### УСЛОВИЯ ЗАДАНИЯ
- 1) Выведите без изменений всё из отрывка о Кириллове, начиная со слов «Вместо того чтобы, собрав» и вниз до слов «оценки кирилловского самоубийства.».
- 2) Укажите, что Кириллов в отрывке о Кириллове называет атрибутом своего божества, найденным после трёх лет поисков.

━━ ОТРЫВОК ДЛЯ ЧТЕНИЯ

Вместо того чтобы, собрав все оставшиеся душевные силы, восстановить пошатнувшийся нравственный принцип, Кириллов бросает их на то, чтобы «убить принцип», и... убивает самого себя. Вызов «прежнему богу» и самоутверждение «нового бога» совершается лишь в рамках больного сознания. В действительности же происходит обыкновенное самоубийство, к тому же «утилизуемое» Петром Верховенским для своих низких целей — факт небезразличный для итоговой этической оценки кирилловского самоубийства.
Любопытно, что именно кульминационный момент кирилловского горячечного бреда, непосредственно предшествовавшего самоубийству, бреда, имевшего, однако, характер «системы», давно уже выношенной и продуманной в деталях, также привлек внимание Ницше. И, что особенно показательно, привлек как раз в аспекте философско-теоретическом. Очевидно, это произошло потому, что философ ощутил здесь нечто, соприкасающееся с некоторыми из его собственных размышлений о природе «сверхчеловека».
200
Вот это рассуждение Кириллова. «Я начну, и кончу, и дверь отворю. И спасу. Только это одно спасет всех людей и в следующем же поколении переродит физически; ибо в теперешнем физическом виде, сколько я думал, нельзя быть человеку без прежнего бога никак. Я три года искал атрибут божества моего и нашел: атрибут божества моего — Своеволие! Это все, чем я могу в главном пункте показать непокорность и новую страшную свободу мою. Ибо она очень страшна (эта фраза, как и предыдущая, отсутствует в Ницшевом конспекте. — Ю. Д.). Я убиваю себя, чтобы показать непокорность и новую страшную свободу мою» [30] (у Ницше: «мою новую и страшную свободу»).
Что касается мысли Кириллова о «новой страшной свободе», открывшейся ему как свобода «своевольного» самоуничтожения, то она не могла вызвать у Ницше никаких возражений. Он и сам неоднократно давал понять читателю, что свобода, открывшаяся нигилисту перед лицом «мертвого бога», страшна и ужасна, хотя не придавал ей прямого самоубийственного смысла, как это сделал автор «Бесов». Потому он сообщал словам «страшный», «ужасный», некоторый эстетический оттенок, оттенок чего-то такого, что не имеет к говорящему непосредственного отношения. Например, такого, какое это действительно имело для Кириллова, платившего за свое «своеволие» собственной жизнью.
Кирилловская мысль о том, что самоубийство (как первый акт самоутверждения человека в качестве бога) только и спасет всех людей и в следующем же поколении «переродит физически», должна была первоначально привлечь немецкого философа, а затем оттолкнуть его. Привлечь она должна была внешним созвучием с существенно важным тезисом, сформулированным уже в «Предисловии Заратустры (О сверхчеловеке и последнем человеке)» к книге Ницше «Так говорил Заратустра»: «Я люблю тех, кто не ищет за звездами основания, чтобы погибнуть и стать жертвою: но приносит себя в жертву земле, чтобы она стала некогда землей сверхчеловека» [31]. Человек же рассматривается при этом как «нечто, что должно превозмочь» [32].

━━━━
━━ ИЗВЛЕЧЁННЫЕ ЗАПИСИ

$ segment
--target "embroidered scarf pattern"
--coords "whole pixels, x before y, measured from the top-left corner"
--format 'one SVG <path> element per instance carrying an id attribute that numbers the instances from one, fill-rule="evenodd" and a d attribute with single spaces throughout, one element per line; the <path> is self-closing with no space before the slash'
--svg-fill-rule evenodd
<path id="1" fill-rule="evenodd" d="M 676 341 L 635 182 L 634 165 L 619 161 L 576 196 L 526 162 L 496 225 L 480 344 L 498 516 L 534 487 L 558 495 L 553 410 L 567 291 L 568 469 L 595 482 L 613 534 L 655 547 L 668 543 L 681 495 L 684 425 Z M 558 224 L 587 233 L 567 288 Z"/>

━━━━
━━ ИЗВЛЕЧЁННЫЕ ЗАПИСИ

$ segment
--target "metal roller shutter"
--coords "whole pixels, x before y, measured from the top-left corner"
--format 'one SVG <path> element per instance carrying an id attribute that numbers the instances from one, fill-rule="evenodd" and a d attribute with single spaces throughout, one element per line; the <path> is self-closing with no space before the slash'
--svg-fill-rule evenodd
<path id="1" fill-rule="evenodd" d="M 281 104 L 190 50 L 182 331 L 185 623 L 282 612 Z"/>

━━━━

### ОТВЕТЫ К ЗАДАНИЮ
- 1)
Вместо того чтобы, собрав все оставшиеся душевные силы, восстановить пошатнувшийся нравственный принцип, Кириллов бросает их на то, чтобы «убить принцип», и... убивает самого себя. Вызов «прежнему богу» и самоутверждение «нового бога» совершается лишь в рамках больного сознания. В действительности же происходит обыкновенное самоубийство, к тому же «утилизуемое» Петром Верховенским для своих низких целей — факт небезразличный для итоговой этической оценки кирилловского самоубийства.

- 2) Своеволие.